* [What is required]
Where a line below includes the word "mound", copy that line.

* [Entries supplied]
[Start of section]
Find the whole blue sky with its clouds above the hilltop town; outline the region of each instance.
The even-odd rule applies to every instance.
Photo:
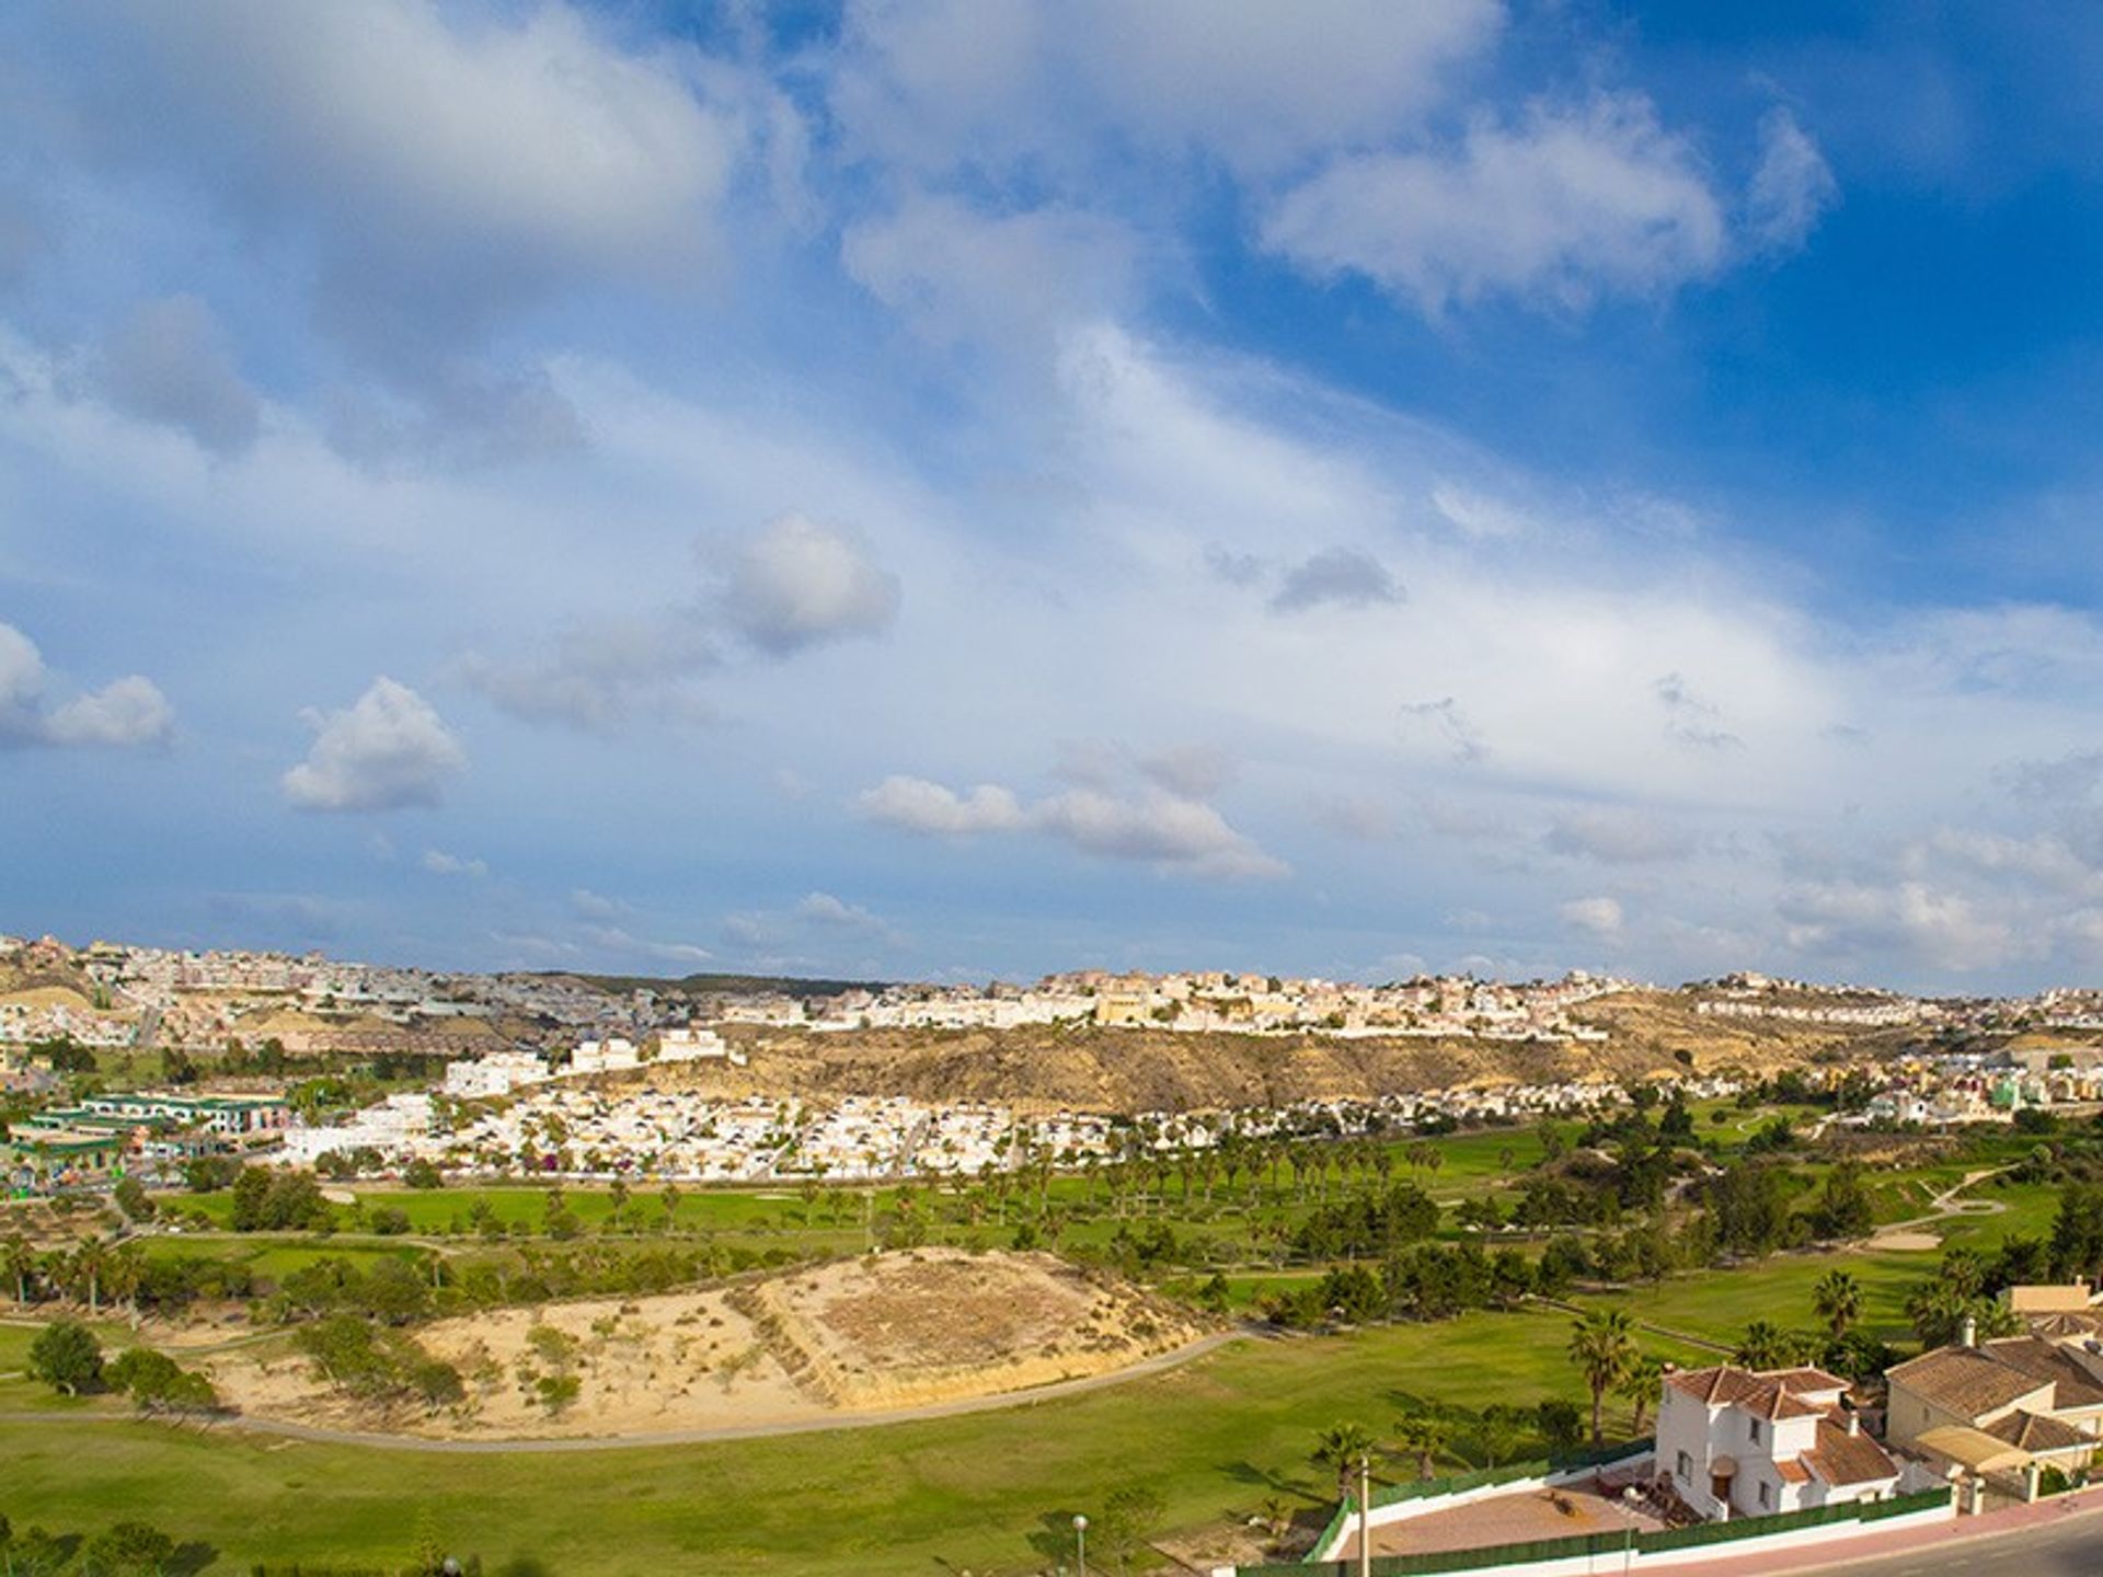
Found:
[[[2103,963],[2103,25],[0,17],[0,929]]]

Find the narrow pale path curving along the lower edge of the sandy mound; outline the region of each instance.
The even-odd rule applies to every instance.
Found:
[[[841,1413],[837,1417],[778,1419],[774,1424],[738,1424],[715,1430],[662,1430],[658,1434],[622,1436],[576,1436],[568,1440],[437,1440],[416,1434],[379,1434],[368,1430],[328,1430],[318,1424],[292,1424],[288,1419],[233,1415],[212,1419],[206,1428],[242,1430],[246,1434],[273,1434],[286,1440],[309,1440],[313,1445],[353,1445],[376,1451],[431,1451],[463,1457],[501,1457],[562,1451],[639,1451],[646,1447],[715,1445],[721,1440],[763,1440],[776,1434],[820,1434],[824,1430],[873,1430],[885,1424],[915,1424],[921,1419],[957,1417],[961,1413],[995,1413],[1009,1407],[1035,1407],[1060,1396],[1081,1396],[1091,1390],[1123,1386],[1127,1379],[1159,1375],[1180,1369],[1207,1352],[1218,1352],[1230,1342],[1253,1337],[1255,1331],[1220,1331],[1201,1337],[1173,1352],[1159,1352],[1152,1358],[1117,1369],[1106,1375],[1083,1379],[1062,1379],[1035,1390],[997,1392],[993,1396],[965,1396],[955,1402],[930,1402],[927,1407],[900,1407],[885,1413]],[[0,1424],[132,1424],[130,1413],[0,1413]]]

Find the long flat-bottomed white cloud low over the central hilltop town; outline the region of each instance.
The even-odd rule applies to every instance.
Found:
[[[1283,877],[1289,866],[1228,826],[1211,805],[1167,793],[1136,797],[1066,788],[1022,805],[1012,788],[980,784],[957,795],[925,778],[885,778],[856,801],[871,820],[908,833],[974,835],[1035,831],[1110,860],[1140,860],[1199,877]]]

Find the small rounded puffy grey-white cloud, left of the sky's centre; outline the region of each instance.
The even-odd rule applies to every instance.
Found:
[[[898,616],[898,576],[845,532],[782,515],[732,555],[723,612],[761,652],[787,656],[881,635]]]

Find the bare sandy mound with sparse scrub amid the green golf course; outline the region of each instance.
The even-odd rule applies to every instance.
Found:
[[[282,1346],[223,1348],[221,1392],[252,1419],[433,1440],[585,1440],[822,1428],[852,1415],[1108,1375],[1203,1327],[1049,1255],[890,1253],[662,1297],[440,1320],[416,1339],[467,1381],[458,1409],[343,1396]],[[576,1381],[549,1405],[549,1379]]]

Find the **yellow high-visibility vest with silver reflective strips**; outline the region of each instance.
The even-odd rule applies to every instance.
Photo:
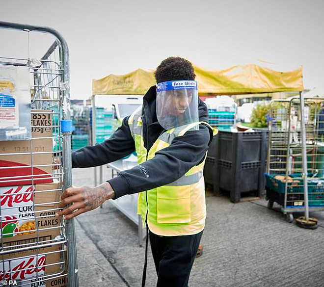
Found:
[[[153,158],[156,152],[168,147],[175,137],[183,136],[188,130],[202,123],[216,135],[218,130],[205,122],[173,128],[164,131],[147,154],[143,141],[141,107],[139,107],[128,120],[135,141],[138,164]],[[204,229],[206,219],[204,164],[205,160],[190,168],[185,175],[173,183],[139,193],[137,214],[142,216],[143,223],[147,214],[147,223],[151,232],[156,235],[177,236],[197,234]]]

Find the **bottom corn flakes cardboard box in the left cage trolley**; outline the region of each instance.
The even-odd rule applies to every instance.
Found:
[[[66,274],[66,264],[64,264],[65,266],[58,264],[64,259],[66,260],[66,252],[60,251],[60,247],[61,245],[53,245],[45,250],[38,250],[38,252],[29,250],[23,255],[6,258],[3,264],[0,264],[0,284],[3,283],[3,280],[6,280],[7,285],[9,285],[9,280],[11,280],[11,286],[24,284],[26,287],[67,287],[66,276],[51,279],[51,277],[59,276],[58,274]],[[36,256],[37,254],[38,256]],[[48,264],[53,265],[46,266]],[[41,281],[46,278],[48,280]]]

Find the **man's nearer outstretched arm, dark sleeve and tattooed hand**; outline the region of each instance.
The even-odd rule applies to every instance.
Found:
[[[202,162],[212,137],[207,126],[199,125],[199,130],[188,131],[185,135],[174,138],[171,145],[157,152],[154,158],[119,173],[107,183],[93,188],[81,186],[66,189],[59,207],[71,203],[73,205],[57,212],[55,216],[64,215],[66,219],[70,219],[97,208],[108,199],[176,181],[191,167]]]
[End of section]
* [Final answer]
Find the narrow pale path curving along the lower edge of the sandy mound; outline the region of each instance.
Find the bare sandy mound with sparse scrub amid the green golf course; outline the region of each instance.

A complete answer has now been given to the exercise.